DATA ROWS
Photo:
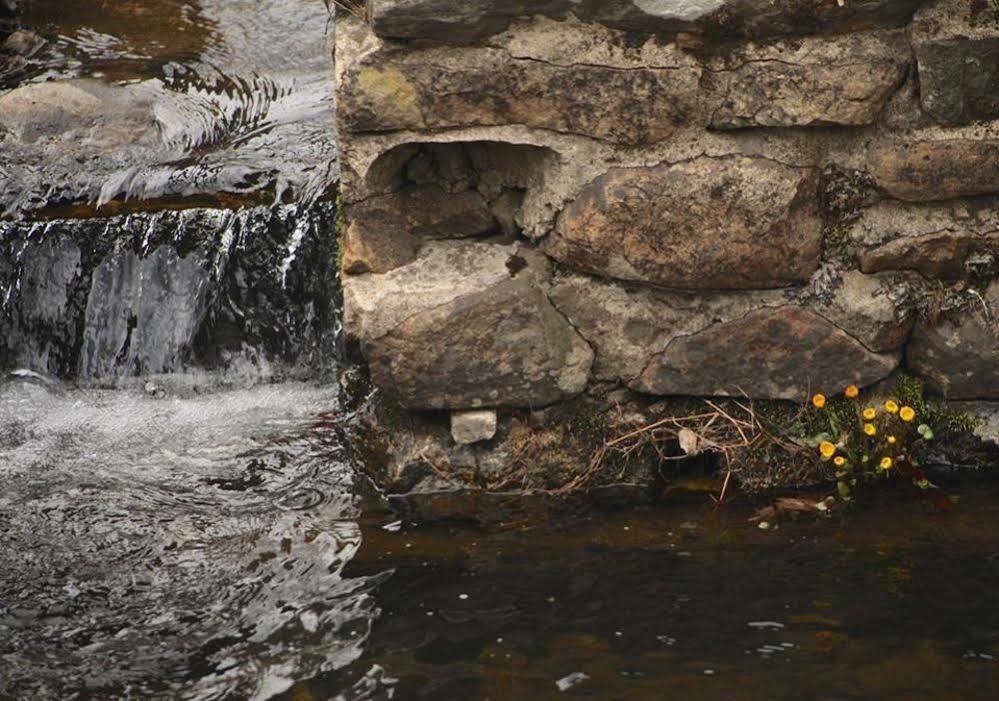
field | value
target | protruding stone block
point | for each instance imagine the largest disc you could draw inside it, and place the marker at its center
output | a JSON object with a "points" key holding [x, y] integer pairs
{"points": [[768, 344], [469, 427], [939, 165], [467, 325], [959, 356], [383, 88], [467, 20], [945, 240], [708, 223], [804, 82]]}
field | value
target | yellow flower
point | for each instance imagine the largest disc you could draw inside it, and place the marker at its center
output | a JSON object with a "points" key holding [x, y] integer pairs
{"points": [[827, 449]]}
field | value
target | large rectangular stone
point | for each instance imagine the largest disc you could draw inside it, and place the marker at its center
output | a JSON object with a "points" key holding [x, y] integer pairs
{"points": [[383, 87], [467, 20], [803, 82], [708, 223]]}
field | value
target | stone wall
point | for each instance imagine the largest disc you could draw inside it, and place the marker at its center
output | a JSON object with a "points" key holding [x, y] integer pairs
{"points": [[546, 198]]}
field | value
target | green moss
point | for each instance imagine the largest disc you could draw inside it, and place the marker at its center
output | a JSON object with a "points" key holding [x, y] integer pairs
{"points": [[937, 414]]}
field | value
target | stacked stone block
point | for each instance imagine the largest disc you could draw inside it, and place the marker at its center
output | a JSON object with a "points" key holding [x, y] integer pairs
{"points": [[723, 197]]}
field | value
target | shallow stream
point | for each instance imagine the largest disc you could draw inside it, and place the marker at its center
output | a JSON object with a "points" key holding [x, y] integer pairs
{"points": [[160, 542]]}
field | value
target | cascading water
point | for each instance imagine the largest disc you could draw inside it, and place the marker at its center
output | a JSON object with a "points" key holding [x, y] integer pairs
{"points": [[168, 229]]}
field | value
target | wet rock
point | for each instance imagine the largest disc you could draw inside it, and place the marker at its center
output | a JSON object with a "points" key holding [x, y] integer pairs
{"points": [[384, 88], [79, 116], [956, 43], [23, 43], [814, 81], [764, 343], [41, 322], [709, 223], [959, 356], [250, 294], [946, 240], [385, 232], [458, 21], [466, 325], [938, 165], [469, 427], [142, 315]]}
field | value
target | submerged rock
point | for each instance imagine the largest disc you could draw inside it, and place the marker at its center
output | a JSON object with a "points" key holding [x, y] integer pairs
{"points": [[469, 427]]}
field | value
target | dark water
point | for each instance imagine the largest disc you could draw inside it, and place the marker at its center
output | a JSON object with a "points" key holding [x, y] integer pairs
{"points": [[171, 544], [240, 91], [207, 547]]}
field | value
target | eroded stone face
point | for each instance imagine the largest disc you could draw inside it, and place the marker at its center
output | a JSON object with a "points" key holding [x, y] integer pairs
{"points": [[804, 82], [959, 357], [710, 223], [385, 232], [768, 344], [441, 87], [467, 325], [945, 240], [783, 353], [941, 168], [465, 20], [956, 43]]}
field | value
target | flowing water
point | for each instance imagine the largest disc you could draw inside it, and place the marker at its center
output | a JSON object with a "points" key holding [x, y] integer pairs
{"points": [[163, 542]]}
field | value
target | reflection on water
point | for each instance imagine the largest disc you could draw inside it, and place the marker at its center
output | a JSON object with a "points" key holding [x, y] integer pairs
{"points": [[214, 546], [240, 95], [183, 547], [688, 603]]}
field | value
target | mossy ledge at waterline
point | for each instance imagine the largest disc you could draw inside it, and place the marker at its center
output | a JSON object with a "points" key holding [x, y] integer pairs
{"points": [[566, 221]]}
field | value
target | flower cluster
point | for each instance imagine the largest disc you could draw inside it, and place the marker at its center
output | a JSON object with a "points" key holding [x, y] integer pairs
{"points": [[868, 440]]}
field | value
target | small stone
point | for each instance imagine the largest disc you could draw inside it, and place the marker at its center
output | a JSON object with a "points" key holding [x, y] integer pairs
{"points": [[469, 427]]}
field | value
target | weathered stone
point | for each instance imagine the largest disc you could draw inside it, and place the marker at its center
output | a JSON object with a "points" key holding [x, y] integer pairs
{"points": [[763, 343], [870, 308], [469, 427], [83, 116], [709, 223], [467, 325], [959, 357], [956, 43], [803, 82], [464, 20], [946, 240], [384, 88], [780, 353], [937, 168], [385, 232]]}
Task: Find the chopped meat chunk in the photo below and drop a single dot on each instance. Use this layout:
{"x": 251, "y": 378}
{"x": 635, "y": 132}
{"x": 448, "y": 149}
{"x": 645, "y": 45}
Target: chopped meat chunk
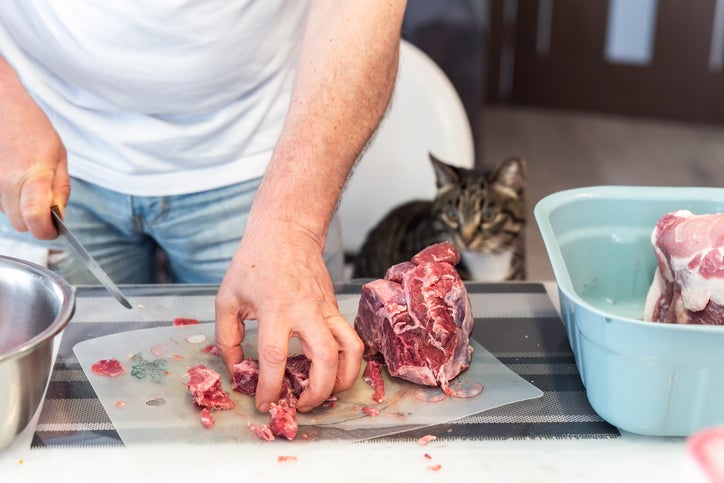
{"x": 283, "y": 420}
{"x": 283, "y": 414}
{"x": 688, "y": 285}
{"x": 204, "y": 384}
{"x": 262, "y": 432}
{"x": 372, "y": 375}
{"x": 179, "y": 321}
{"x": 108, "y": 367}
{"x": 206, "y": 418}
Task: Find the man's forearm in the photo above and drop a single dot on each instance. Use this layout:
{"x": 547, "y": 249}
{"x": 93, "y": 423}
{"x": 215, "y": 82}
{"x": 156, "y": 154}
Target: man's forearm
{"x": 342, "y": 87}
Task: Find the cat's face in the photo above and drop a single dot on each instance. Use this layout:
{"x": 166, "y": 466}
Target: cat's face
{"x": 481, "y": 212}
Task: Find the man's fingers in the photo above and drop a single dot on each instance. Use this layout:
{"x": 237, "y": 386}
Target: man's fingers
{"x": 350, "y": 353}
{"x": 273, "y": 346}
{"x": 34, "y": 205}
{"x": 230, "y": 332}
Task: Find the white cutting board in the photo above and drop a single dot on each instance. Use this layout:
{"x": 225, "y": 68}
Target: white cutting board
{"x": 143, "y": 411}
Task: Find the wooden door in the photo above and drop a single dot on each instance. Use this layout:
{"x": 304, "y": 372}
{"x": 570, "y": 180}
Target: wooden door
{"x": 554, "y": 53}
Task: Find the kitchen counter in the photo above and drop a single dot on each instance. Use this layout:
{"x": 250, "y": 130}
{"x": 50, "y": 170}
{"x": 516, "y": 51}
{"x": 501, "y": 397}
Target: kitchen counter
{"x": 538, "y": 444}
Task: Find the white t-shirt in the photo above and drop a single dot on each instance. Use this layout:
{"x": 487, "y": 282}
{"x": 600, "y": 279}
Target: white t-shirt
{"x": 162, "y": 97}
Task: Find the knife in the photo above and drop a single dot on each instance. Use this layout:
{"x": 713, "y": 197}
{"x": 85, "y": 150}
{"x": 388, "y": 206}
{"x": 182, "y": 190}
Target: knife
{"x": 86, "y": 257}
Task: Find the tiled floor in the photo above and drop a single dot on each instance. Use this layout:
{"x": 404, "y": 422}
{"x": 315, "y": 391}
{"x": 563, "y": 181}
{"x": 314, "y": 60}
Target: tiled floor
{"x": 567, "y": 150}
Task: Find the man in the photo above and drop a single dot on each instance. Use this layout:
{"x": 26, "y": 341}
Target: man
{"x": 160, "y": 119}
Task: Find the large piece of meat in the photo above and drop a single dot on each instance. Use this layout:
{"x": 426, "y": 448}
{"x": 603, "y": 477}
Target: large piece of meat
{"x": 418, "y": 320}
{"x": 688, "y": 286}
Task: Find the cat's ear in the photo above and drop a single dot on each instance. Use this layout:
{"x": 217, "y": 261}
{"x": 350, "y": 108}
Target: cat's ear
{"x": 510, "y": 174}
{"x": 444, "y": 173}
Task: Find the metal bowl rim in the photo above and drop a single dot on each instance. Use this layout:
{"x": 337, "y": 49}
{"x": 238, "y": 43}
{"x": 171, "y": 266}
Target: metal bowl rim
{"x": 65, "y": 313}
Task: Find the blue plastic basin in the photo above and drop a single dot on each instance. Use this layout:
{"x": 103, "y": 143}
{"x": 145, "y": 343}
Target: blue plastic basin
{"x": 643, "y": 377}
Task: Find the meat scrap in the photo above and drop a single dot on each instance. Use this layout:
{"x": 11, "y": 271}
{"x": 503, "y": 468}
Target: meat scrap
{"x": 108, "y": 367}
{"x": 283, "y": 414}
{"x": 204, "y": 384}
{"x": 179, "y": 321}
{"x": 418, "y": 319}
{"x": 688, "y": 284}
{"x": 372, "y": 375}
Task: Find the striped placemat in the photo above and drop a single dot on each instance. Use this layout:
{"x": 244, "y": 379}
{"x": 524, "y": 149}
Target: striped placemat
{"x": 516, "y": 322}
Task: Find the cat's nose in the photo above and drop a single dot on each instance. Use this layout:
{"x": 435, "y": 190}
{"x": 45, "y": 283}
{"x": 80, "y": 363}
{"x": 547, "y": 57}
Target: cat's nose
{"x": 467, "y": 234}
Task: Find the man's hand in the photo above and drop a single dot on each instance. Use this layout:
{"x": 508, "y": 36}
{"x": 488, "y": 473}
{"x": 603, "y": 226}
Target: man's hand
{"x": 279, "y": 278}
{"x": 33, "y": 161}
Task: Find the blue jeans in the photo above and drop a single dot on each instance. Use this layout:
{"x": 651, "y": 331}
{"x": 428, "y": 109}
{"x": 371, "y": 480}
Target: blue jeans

JOB
Exact repetition is required for the lines from the one that contains "Task: Find the man in" through the final line; leave out everything else.

THE ANSWER
Task: Find the man in the photo above and drop a single dot on each instance. Use this layout:
{"x": 26, "y": 341}
Target: man
{"x": 160, "y": 119}
Task: Find the large piece of meat in the photo above and drop a single dot on each instance. Use this layout:
{"x": 426, "y": 448}
{"x": 603, "y": 477}
Target: large piece of meat
{"x": 418, "y": 320}
{"x": 688, "y": 286}
Task: Find the cat's ear in the photo above and drop a single dot on each instance. Use this layout:
{"x": 217, "y": 261}
{"x": 350, "y": 108}
Target: cat's ear
{"x": 510, "y": 174}
{"x": 444, "y": 173}
Task: Find the metal bowl rim in the photo above and drop a single dot on each instance. Use this layout:
{"x": 337, "y": 49}
{"x": 238, "y": 43}
{"x": 171, "y": 266}
Target: metal bowl rim
{"x": 65, "y": 313}
Task: Find the blue plastic basin in the photo above and drop a single dot on each instance. Use this layout:
{"x": 103, "y": 143}
{"x": 145, "y": 343}
Target: blue plastic basin
{"x": 643, "y": 377}
Task: Find the meat scrap in the photo above and drop a single dot on each instance. Use this layout:
{"x": 11, "y": 271}
{"x": 503, "y": 468}
Target: meat scrap
{"x": 108, "y": 367}
{"x": 283, "y": 414}
{"x": 204, "y": 384}
{"x": 179, "y": 321}
{"x": 418, "y": 319}
{"x": 688, "y": 284}
{"x": 372, "y": 375}
Task: Find the striped placemat in the photo above and drop a single dot on each instance. Use this layout:
{"x": 244, "y": 379}
{"x": 524, "y": 149}
Target: striped placemat
{"x": 516, "y": 322}
Task: Find the cat's nose in the photo above and drop a single dot on each instance. Use this layout:
{"x": 435, "y": 190}
{"x": 45, "y": 283}
{"x": 80, "y": 363}
{"x": 547, "y": 57}
Target: cat's nose
{"x": 467, "y": 234}
Task: Find the man's hand in the photo above and drop a single dot on each instance. Use this layout:
{"x": 508, "y": 36}
{"x": 488, "y": 473}
{"x": 603, "y": 226}
Target: man's hand
{"x": 279, "y": 278}
{"x": 33, "y": 161}
Task: Find the blue jeans in the photo above and drop a single dot on each instance. Use this layout:
{"x": 651, "y": 331}
{"x": 428, "y": 109}
{"x": 371, "y": 480}
Target: blue jeans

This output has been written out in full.